▶ **Document segment**:
Tutorial 1: Introduction to R and Basic Data Types

Author

Rony Rodriguez-Ramirez

Introduction to R

R is a powerful programming language widely used for statistical computing and data analysis. In this tutorial, we will cover the basics of R, including how to work with vectors and basic data types. By the end of this tutorial, you will be able to perform simple data operations in R and understand the fundamental data types.

1.1 Setting Up R and RStudio

To begin using R, you’ll need to install R and RStudio. RStudio is an integrated development environment (IDE) that makes it easier to write R code.

  • Installing R: Visit the CRAN website to download and install R.
  • Installing RStudio: Download and install RStudio from the RStudio website.

▶ **Records**:

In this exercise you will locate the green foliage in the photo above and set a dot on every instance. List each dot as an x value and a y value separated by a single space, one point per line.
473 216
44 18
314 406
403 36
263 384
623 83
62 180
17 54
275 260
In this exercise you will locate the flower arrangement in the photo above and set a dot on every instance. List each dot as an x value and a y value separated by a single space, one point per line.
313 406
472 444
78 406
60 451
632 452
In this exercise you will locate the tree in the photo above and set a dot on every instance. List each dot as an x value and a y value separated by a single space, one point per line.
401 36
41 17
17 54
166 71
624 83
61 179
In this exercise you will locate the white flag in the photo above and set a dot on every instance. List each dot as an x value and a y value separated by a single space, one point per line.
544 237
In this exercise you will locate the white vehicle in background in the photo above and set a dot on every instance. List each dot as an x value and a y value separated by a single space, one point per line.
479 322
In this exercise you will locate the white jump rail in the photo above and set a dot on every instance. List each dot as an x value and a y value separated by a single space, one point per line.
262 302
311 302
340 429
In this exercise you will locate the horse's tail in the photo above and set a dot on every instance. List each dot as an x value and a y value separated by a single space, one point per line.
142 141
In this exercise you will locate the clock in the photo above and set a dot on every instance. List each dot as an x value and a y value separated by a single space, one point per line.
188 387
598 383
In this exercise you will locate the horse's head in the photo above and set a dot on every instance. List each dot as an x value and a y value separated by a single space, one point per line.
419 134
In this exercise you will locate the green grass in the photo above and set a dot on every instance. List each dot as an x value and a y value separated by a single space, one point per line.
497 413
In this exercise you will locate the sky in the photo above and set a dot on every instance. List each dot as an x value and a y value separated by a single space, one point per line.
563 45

▶ **Problems and tasks**:
**1)** Answer from the R tutorial:
(a) What two uses is R said to be widely used for?
(b) What kind of tool is RStudio described as?
(c) Which website does the tutorial name for downloading R?
**2)** Print the part of the R tutorial from "1.1 Setting Up" up to and including "the RStudio website.".
The entries aren't needed for any of this.

▶ **Solutions to the problems**:
**1)**
(a) Statistical computing and data analysis.
(b) An integrated development environment (IDE) that makes it easier to write R code.
(c) The CRAN website.

**2)**
1.1 Setting Up R and RStudio

To begin using R, you’ll need to install R and RStudio. RStudio is an integrated development environment (IDE) that makes it easier to write R code.

  • Installing R: Visit the CRAN website to download and install R.
  • Installing RStudio: Download and install RStudio from the RStudio website.